• _What you are asked to do_: Substitute "Object" for each "Target" in the listing below, and copy the rest of it unchanged.

- - - - - - -

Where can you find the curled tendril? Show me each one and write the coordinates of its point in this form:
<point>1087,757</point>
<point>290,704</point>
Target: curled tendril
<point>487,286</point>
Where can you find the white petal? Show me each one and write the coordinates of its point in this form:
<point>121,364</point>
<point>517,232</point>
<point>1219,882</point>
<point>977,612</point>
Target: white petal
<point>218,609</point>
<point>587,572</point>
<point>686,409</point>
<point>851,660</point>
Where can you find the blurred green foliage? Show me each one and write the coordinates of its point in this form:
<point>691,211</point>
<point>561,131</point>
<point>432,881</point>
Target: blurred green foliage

- - - - - - -

• _Full answer_:
Where can you find the curled tendril? Show me each one and write the coordinates of its point in this form:
<point>1087,757</point>
<point>290,704</point>
Object: curled tendril
<point>487,286</point>
Where can you find the white petal? Show me each one and write the coordinates of its point in this form:
<point>121,364</point>
<point>517,232</point>
<point>1219,882</point>
<point>977,612</point>
Object: white petal
<point>218,609</point>
<point>587,572</point>
<point>686,409</point>
<point>851,660</point>
Where can you find the blurred green foliage? Show me each one and write the coordinates of its point in this form:
<point>691,211</point>
<point>561,131</point>
<point>432,881</point>
Object: blurred green foliage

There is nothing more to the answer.